Retype the data that follows with no alterations, please.

Extracted material Block Start

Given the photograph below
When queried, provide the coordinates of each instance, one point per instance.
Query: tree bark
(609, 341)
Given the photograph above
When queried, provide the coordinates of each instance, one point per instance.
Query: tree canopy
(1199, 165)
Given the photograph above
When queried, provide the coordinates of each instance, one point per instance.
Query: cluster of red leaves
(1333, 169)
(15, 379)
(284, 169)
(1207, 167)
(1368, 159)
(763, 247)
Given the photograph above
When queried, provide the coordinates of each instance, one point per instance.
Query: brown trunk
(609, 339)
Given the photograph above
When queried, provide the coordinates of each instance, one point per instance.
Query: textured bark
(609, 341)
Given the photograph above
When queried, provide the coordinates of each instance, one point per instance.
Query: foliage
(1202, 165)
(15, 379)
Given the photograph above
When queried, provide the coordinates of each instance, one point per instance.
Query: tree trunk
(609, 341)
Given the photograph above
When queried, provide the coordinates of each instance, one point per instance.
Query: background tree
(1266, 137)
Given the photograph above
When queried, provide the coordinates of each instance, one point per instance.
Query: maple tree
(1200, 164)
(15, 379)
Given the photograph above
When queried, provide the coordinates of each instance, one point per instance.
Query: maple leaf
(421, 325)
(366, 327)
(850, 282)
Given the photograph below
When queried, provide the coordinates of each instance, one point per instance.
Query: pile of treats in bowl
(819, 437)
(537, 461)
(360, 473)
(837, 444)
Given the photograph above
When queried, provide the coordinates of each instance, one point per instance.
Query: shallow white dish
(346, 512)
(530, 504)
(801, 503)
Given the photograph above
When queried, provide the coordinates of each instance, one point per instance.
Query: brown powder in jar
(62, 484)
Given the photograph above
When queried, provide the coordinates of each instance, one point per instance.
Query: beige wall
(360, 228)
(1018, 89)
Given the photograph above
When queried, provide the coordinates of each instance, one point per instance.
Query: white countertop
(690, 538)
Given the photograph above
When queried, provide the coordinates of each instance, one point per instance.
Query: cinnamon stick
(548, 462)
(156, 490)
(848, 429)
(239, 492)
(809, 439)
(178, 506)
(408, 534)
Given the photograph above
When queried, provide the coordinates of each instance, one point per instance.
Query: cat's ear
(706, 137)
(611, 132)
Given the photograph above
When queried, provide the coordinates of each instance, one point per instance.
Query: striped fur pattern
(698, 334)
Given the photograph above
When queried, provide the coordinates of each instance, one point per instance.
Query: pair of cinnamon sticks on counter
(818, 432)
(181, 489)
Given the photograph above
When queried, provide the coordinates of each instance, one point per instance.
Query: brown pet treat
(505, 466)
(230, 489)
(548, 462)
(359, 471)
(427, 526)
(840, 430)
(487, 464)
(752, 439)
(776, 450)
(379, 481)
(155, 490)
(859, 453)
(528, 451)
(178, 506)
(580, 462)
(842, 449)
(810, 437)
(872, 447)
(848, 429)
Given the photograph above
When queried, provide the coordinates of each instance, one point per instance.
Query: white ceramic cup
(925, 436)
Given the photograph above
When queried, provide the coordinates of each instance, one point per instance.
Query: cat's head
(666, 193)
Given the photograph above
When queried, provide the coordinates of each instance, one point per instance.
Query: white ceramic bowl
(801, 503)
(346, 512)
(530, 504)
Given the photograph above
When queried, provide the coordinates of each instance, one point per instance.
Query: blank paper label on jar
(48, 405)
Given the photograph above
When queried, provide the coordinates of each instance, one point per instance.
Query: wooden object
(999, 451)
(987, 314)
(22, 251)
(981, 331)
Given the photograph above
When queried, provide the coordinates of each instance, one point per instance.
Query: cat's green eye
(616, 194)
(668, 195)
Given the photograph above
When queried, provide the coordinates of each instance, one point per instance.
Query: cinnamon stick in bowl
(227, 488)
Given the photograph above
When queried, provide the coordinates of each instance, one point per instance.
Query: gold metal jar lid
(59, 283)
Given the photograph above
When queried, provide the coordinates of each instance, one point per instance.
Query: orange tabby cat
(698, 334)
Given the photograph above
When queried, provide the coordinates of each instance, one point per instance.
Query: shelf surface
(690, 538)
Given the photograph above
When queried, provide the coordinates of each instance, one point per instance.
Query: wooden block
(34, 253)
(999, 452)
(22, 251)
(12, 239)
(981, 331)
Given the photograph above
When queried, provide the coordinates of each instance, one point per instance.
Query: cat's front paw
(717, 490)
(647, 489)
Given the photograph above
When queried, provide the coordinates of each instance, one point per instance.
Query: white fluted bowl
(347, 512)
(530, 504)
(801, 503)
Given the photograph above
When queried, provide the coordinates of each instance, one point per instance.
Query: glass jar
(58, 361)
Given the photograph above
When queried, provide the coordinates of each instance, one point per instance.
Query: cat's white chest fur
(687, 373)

Extracted material Block End

▶ [Answer to this problem]
Given the photograph below
When queried, provide the coordinates of each instance, one point per instance.
Query: tree bark
(609, 341)
Given the photograph above
When queried, provide the coordinates of each instance, one point per instance.
Query: tree canopy
(1199, 165)
Given the photograph above
When queried, provide the coordinates of each instance, one point per instance.
Query: cluster of red leaves
(1333, 169)
(15, 379)
(284, 169)
(1207, 167)
(1368, 159)
(763, 247)
Given the photograph above
When queried, provide the coordinates of each instance, one point per instance.
Query: brown trunk
(609, 339)
Given the photograph above
When queried, provide the coordinates of each instance, one point per instance.
Query: textured bark
(609, 341)
Given the photograph above
When queried, provide the coordinates of each instance, one point per instance.
Query: foliage
(1202, 165)
(15, 379)
Given the photograph above
When queried, provide the coordinates of each instance, one point per instance.
Query: tree trunk
(609, 341)
Given the photograph above
When queried, provide the coordinates of each instance, one point per instance.
Query: background tree
(1266, 137)
Given the photograph above
When queried, provide the coordinates of each instance, one point per instance.
Query: maple tree
(1200, 164)
(15, 379)
Given the photograph above
When queried, provide the coordinates of each instance, one point per instance.
Query: maple leaf
(421, 325)
(366, 327)
(850, 282)
Given the photograph below
When queried, provide the coordinates of each instance, one point per instance.
Query: pile of treats in bowl
(819, 437)
(537, 461)
(360, 473)
(837, 444)
Given the photograph above
When queried, provide the coordinates of each instance, one point per instance.
Query: shallow white dish
(346, 512)
(530, 504)
(801, 503)
Given the photograph above
When queried, provide the coordinates of each instance, one point per instance.
Query: brown powder in jar
(62, 484)
Given the photograph above
When queried, provide the coordinates of each instance, one point per instance.
Query: beige wall
(360, 228)
(1018, 89)
Given the photograph above
When queried, provide the coordinates of each instance, one point per instance.
Query: white countertop
(690, 538)
Given the photograph above
When queried, provide the coordinates of each instance, one point per instance.
Query: cinnamon stick
(548, 462)
(156, 490)
(848, 429)
(239, 492)
(809, 439)
(178, 506)
(408, 534)
Given the photograph above
When queried, provide the coordinates of each instance, one point per instance.
Query: cat's ear
(706, 137)
(611, 132)
Given the photograph above
When queried, provide the coordinates of each instance, one point per instance.
Query: striped fur pattern
(698, 334)
Given the photograph above
When queried, provide the coordinates of each instance, one point per instance.
Query: pair of cinnamon sticks on counter
(818, 432)
(181, 489)
Given the photograph above
When queried, provide the coordinates of each instance, one point per instance.
Query: brown pet treat
(505, 466)
(230, 489)
(548, 462)
(359, 471)
(427, 526)
(840, 430)
(487, 464)
(752, 439)
(776, 450)
(379, 481)
(155, 490)
(859, 453)
(528, 451)
(178, 506)
(580, 462)
(842, 449)
(810, 437)
(872, 447)
(848, 429)
Given the photograph above
When queried, provide the coordinates of each instance, one point per instance.
Query: white ceramic cup
(925, 436)
Given the photograph above
When queried, provide the coordinates of each instance, one point per instance.
Query: cat's head
(666, 193)
Given the photograph above
When queried, provide the coordinates of each instance, one point per instance.
Query: white ceramic bowl
(801, 503)
(346, 512)
(530, 504)
Given the photograph above
When queried, provide the coordinates of each instance, one point per instance.
Query: blank paper label on jar
(48, 405)
Given the photograph above
When queried, provide the coordinates of each instance, one point per instance.
Query: wooden object
(999, 451)
(987, 314)
(22, 251)
(981, 331)
Given the photograph above
When queried, provide the coordinates of each instance, one point per instance.
Query: cat's green eye
(616, 194)
(668, 195)
Given the photograph above
When queried, provide the coordinates of each instance, one point per instance.
Query: cinnamon stick in bowl
(227, 488)
Given the photograph above
When queried, provide the coordinates of each instance, one point per instance.
Query: gold metal jar lid
(59, 283)
Given the photograph above
When queried, provide the coordinates of each instance, one point per instance.
Query: orange tabby cat
(698, 334)
Given the photograph above
When queried, provide the coordinates of each instance, one point per instance.
Query: shelf surface
(690, 538)
Given the photograph above
When queried, provide the coordinates of each instance, one point per instance.
Query: wooden block
(34, 253)
(999, 452)
(22, 251)
(12, 239)
(981, 331)
Given the photograph above
When queried, provide the coordinates of each instance, one point per instance.
Query: cat's front paw
(717, 490)
(647, 489)
Given the photograph above
When queried, provide the coordinates of each instance, one point per instance.
Query: white fluted bowl
(347, 512)
(530, 504)
(801, 503)
Given the photograph above
When queried, provide the coordinates of each instance, one point per instance.
Query: glass jar
(58, 361)
Given the photograph above
When queried, provide the coordinates of each instance, one point per instance.
Query: cat's white chest fur
(687, 373)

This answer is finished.